[START OF TASK DATA]

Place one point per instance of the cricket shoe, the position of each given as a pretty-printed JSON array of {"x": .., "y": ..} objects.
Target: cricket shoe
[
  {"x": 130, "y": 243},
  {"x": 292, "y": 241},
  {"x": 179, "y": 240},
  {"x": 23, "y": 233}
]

[END OF TASK DATA]

EXERCISE REQUIREMENTS:
Rewrite the rows with "cricket shoe" swapped for "sports shoe" wherever it occurs, leaving everything else the same.

COMPLETE RESPONSE:
Place one point per instance of the sports shoe, the position of each given as a pretty-printed JSON array of {"x": .., "y": ..} objects.
Target: sports shoe
[
  {"x": 130, "y": 243},
  {"x": 292, "y": 241},
  {"x": 179, "y": 240},
  {"x": 23, "y": 233}
]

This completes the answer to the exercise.